What to do
Count the lines in the rows below that contain the string "ymin", treating uppercase and lowercase as different, and reply with only that number.

** Begin Provided material **

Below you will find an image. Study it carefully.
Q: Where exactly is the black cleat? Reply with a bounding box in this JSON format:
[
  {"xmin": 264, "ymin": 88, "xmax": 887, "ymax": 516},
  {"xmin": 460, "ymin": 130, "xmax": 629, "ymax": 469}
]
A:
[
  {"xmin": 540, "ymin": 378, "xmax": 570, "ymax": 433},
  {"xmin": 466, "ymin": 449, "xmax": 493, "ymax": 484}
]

** End Provided material **

The output
4